Assignment:
The lines from the start of the records through the one containing "box: [137, 107, 365, 339]" are to be transcribed exactly, and nothing else.

Stored dataset items
+---+

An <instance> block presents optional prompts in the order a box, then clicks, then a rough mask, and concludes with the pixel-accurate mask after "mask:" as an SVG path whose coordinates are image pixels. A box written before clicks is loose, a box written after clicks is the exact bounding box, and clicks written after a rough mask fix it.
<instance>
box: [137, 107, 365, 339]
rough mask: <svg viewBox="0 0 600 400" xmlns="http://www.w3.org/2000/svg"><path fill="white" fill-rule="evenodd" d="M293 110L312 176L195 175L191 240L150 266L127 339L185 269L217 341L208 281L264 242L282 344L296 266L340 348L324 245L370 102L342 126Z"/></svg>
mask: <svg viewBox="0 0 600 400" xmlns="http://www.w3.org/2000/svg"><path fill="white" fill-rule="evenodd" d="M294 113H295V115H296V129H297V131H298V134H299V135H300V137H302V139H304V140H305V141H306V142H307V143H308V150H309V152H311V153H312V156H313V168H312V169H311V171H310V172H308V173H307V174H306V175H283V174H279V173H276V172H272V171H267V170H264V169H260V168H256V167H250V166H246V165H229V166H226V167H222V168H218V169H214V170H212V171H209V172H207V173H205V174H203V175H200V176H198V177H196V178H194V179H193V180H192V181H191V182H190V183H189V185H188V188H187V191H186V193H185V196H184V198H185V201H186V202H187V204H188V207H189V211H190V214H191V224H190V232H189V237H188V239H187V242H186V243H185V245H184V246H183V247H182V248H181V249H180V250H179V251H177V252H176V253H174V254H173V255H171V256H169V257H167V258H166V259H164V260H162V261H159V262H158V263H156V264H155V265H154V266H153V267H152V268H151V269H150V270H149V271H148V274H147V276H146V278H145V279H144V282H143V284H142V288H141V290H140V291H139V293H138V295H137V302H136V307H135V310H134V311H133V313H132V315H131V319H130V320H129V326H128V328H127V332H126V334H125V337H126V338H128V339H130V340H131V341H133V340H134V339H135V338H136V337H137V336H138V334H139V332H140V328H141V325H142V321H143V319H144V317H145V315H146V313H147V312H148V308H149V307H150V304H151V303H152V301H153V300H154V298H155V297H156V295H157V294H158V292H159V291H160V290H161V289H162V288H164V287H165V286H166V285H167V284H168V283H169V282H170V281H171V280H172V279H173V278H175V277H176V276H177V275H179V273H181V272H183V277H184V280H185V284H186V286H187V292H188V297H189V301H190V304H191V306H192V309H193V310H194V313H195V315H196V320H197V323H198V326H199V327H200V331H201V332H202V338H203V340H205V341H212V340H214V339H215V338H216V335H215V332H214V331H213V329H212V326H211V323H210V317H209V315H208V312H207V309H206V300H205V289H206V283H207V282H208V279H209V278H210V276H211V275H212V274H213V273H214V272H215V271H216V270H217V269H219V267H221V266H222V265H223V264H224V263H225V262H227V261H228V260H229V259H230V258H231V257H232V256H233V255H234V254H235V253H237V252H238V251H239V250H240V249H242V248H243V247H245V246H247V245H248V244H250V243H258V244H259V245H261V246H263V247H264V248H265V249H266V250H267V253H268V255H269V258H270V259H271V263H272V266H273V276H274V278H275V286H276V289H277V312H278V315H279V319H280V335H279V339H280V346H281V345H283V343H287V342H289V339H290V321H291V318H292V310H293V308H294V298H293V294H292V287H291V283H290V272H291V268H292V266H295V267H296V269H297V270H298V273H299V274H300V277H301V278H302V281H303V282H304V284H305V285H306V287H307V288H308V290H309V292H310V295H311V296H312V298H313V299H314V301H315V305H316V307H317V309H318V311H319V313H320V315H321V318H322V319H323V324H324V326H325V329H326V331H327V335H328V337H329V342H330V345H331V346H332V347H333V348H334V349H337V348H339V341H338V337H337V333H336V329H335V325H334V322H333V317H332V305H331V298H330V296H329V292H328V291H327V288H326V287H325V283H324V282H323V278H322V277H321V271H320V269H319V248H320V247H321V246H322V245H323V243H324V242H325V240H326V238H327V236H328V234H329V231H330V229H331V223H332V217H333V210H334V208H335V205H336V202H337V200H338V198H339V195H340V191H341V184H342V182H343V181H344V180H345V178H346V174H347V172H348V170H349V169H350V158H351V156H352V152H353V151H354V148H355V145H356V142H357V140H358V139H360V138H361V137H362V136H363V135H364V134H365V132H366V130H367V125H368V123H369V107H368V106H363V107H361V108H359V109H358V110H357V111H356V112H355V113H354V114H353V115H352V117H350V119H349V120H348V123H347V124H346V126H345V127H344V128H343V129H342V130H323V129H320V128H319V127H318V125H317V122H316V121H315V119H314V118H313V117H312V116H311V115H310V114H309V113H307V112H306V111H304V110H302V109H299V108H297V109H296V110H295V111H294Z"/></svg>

+---+

Written response:
An <instance> block presents optional prompts in the order a box, then clicks, then a rough mask, and concludes with the pixel-accurate mask after "mask:" as an SVG path whose coordinates are image pixels. A box written before clicks is loose, a box written after clicks is the exact bounding box, and clicks written after a rough mask fix it.
<instance>
box: [137, 107, 365, 339]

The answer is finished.